Instructions for the task:
The records that follow are to be transcribed in full, without their images.

Data for the task:
[start]

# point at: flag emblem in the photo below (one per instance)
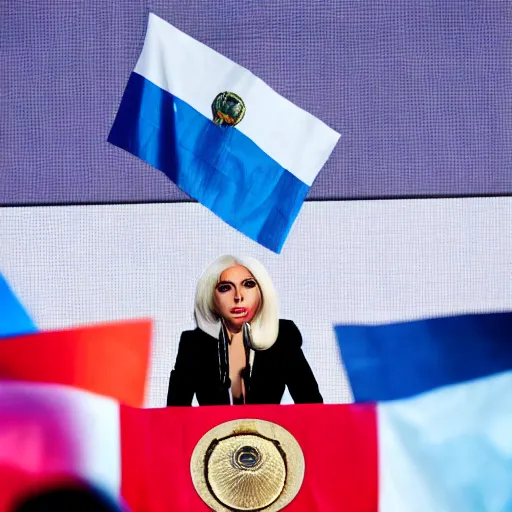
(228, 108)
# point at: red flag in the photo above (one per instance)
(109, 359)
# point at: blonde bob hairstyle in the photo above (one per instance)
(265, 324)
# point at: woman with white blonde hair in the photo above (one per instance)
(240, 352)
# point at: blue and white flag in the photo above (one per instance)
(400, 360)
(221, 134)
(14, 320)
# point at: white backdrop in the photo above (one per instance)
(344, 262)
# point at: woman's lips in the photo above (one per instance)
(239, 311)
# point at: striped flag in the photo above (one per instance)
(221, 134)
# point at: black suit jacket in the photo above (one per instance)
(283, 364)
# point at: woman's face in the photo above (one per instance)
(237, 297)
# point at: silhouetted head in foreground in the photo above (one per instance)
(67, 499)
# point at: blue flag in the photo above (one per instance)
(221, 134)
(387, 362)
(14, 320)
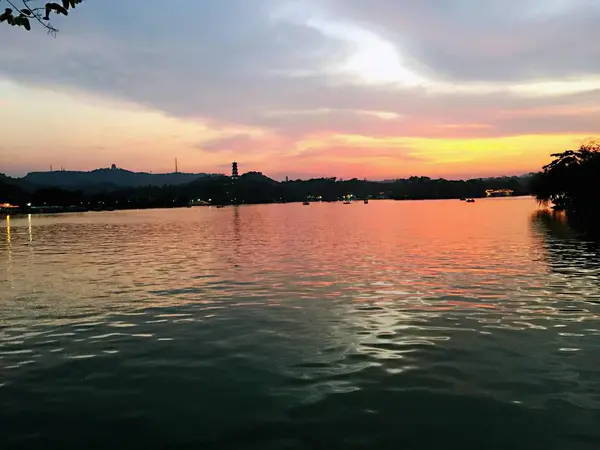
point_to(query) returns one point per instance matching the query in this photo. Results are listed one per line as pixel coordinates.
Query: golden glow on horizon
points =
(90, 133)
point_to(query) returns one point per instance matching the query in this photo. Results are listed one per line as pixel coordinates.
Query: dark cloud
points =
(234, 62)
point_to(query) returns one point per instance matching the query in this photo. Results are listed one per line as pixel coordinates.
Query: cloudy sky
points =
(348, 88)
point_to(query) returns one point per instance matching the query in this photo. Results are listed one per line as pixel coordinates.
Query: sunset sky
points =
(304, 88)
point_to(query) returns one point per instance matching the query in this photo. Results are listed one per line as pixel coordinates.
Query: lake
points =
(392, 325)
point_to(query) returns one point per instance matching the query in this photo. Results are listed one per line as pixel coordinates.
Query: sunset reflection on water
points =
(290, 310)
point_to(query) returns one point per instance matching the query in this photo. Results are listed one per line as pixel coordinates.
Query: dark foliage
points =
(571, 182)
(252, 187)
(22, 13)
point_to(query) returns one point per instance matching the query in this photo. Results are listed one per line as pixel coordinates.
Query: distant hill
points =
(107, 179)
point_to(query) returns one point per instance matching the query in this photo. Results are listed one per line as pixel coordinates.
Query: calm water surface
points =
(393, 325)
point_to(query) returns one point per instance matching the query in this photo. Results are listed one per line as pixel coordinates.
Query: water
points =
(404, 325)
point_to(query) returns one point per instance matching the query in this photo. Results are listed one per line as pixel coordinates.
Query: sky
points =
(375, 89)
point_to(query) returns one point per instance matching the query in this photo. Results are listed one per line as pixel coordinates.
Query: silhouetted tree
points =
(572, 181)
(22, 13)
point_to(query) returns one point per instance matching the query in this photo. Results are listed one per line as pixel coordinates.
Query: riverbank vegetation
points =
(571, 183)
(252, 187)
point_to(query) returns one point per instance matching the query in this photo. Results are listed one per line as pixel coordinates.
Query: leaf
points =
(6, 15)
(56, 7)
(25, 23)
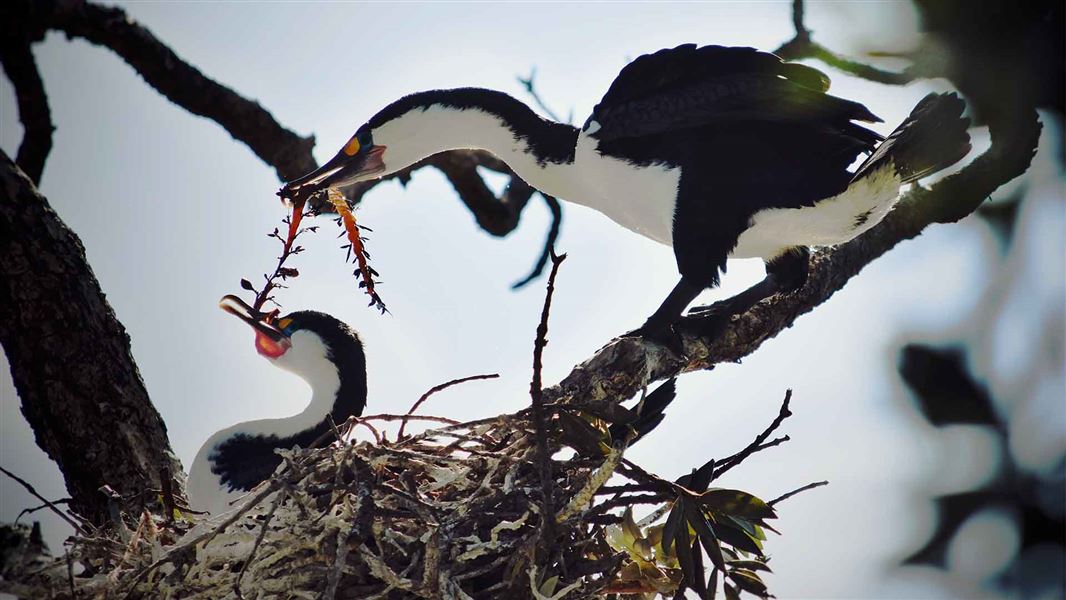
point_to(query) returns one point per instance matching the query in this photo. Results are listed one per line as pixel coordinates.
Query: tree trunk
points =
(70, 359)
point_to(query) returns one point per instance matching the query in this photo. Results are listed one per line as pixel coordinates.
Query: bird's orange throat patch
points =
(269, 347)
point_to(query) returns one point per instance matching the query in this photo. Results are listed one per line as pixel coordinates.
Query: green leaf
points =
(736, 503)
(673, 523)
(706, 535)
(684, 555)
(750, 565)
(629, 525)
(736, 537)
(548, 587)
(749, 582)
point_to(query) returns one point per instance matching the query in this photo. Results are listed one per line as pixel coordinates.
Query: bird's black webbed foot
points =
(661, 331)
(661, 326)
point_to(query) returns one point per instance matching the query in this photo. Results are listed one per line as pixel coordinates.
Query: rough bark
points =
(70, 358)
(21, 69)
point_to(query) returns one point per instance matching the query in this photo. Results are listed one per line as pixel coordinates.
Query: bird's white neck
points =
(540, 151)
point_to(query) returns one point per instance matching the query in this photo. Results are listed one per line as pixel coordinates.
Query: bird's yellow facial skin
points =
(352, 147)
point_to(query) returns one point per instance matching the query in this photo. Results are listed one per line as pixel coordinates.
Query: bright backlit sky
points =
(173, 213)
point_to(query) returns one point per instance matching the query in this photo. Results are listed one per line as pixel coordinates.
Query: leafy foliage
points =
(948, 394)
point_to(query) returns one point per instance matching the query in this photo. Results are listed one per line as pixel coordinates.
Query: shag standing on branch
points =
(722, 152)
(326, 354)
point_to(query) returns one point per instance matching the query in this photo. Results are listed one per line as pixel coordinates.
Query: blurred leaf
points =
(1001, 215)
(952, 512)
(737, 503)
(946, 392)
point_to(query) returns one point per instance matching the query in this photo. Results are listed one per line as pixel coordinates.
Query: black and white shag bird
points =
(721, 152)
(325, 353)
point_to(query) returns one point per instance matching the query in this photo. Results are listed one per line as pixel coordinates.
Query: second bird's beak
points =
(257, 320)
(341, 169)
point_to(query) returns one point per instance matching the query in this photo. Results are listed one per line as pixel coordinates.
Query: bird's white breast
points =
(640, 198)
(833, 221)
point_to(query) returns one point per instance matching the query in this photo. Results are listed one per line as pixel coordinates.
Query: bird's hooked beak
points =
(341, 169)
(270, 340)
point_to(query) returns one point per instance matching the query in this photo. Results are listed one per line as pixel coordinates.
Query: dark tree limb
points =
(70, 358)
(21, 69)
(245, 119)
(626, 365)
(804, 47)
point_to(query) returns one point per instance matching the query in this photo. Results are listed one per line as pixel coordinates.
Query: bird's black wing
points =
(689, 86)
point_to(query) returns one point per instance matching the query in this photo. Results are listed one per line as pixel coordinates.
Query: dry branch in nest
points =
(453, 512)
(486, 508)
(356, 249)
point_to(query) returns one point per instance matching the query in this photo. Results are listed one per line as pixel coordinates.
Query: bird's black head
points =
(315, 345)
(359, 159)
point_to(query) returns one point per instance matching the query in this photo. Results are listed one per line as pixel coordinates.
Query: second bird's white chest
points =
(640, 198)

[end]

Full solution:
# point at: flag emblem in the photo below (one per instance)
(228, 108)
# point at: red flag in the photo above (one per instance)
(109, 359)
# point at: blonde bob hairstyle in the photo above (one per instance)
(265, 324)
# point at: woman with white blonde hair in the photo above (one per instance)
(240, 352)
# point at: blue and white flag in the photo above (one per instance)
(400, 360)
(221, 134)
(14, 320)
# point at: white backdrop in the photo above (one per instance)
(344, 262)
# point at: woman's lips in the photo above (one per instance)
(239, 311)
# point at: striped flag in the photo above (one per instance)
(221, 134)
# point at: black suit jacket in the photo above (one per instance)
(283, 364)
# point at: woman's face in the photo above (one per instance)
(237, 297)
# point at: silhouetted head in foreground in the photo above (one per instance)
(67, 499)
# point at: blue flag in the photo above (one per instance)
(221, 134)
(387, 362)
(14, 320)
point_to(query) returns one point per instance matching the query in this photo. Results are listed one per line as pixel coordinates.
Query: golden glow on horizon
points =
(90, 133)
point_to(query) returns one point per instance matching the query in this photo. Results are listed one per line as pixel coordinates.
Query: dark cloud
points =
(234, 62)
point_to(query) returns one point per instance matching the query in this photo. Results are listed one per line as pixel coordinates.
Query: cloudy sky
points =
(348, 88)
point_to(query) returns one point per instance matching the query in this photo. Results are listed one per line as pixel coordinates.
Query: sunset sky
points =
(304, 88)
point_to(query) returns one point per instance matching the query in this photo. Results are listed one per line as pixel coordinates.
Query: lake
points =
(392, 325)
point_to(query) returns one point per instance matching the query in this photo. Results are listed one per line as pixel coordinates.
Query: sunset reflection on water
points =
(290, 310)
point_to(query) returns one point per instance matching the query in this photo. Results are listed one per line as pixel coordinates.
Query: dark foliage
points =
(571, 182)
(252, 187)
(22, 13)
point_to(query) returns one point per instance matching the query in this photo. Results are listed one per line as pixel coordinates.
Query: distant hill
points =
(107, 179)
point_to(query) returns one point per instance matching the query in this photo. Results are listed one per line as pixel coordinates.
Query: calm water surface
points =
(393, 325)
point_to(query) returns one point per instance matching the query in this photo. Results are listed one per line as pixel coordinates.
Query: water
points =
(404, 325)
point_to(query) returns one point per instance matching the query in this photo. Results are listed one per line as pixel coordinates.
Query: sky
points =
(375, 89)
point_to(query) returns one point per instance matching the query in this photo. Results are listed one per line as pixel coordinates.
Query: silhouetted tree
points =
(572, 181)
(22, 13)
point_to(query) returns one point per instance matching the query in this photo. Results are listed one per line as pixel coordinates.
Query: riverbank vegetation
points =
(571, 183)
(252, 187)
point_to(query) returns one point per instance matching the query in this photo. Results are listed one per line as pixel coordinates.
Query: leaf
points =
(6, 15)
(56, 7)
(25, 23)
point_to(query) returns one point per instance matching the query in this photo. Results are listed one per line as pixel coordinates.
Query: tree trunk
points =
(70, 359)
point_to(query) returns one point per instance matching the query in this photo. Results are listed one per line as pixel coordinates.
Query: bird's orange throat patch
points =
(269, 347)
point_to(query) returns one point per instance matching the query in this photo. Results are listed one per line as pixel coordinates.
Query: green leaf
points =
(736, 503)
(673, 523)
(706, 535)
(684, 555)
(750, 565)
(629, 525)
(736, 537)
(548, 587)
(749, 582)
point_to(query) returns one point per instance matching the query in this photo. Results are listed one per line as pixel coordinates.
Query: bird's black webbed foot
points =
(661, 331)
(661, 326)
point_to(query) returns one point per instance matching the query in this photo. Results are listed one per line as pixel coordinates.
Query: rough bark
points =
(70, 358)
(21, 69)
point_to(query) returns one point per instance matching the query in this photo. Results are listed one per line as pixel coordinates.
Query: bird's white neck
points =
(540, 151)
point_to(query) returns one point per instance matching the query in this photo. Results are listed one per line as pixel coordinates.
Query: bird's yellow facial skin
points =
(352, 147)
point_to(query) returns one point per instance matching the query in this photo. Results are listed one per line as pixel coordinates.
Query: bright backlit sky
points =
(173, 213)
point_to(query) returns one point per instance matching the query in this photo. Results are listed one per line as pixel coordinates.
Query: leafy foliage
points =
(948, 394)
point_to(query) returns one point per instance matching the query in this photo. Results are listed one per line as pixel coordinates.
Query: shag standing on branch
points =
(722, 152)
(326, 354)
point_to(query) returns one point per instance matching the query in this photo. Results are listed one per line as pixel coordinates.
Query: blurred leaf
points =
(1001, 215)
(952, 512)
(737, 503)
(946, 392)
point_to(query) returns one point per instance matching the query in this photo. Results are listed one per line as pixel coordinates.
Query: black and white shag bird
points =
(721, 152)
(325, 353)
point_to(query) returns one point per instance matching the query in this photo. Results are listed one per line as pixel coordinates.
Query: second bird's beak
points =
(257, 320)
(341, 169)
point_to(query) returns one point per instance matching the query in this photo. Results are listed one per line as pixel coordinates.
Query: bird's white breast
points =
(640, 198)
(833, 221)
point_to(query) returns one point per instance matching the query in this photo. Results are listed one per line as pixel coordinates.
Query: bird's hooked beak
points =
(341, 169)
(270, 340)
point_to(query) returns one point per instance matching the query in this photo. Results are listed one per line as pixel coordinates.
Query: dark tree limb
points =
(70, 358)
(21, 69)
(245, 119)
(626, 365)
(804, 47)
point_to(query) returns one point per instance matching the query in this photo. Results are listed one per line as pixel coordinates.
Query: bird's black wing
points =
(689, 86)
point_to(query) returns one point per instance matching the query in this photo. Results are listed one per line as pixel coordinates.
Query: dry branch in nest
points =
(453, 512)
(486, 508)
(356, 249)
point_to(query) returns one point per instance matching the query in this photo. Results are listed one per line as pixel coordinates.
Query: bird's black head
points =
(315, 345)
(359, 159)
point_to(query) returns one point per instance matching the query in this photo. Results are listed one per line as pixel coordinates.
Query: second bird's white chest
points =
(640, 198)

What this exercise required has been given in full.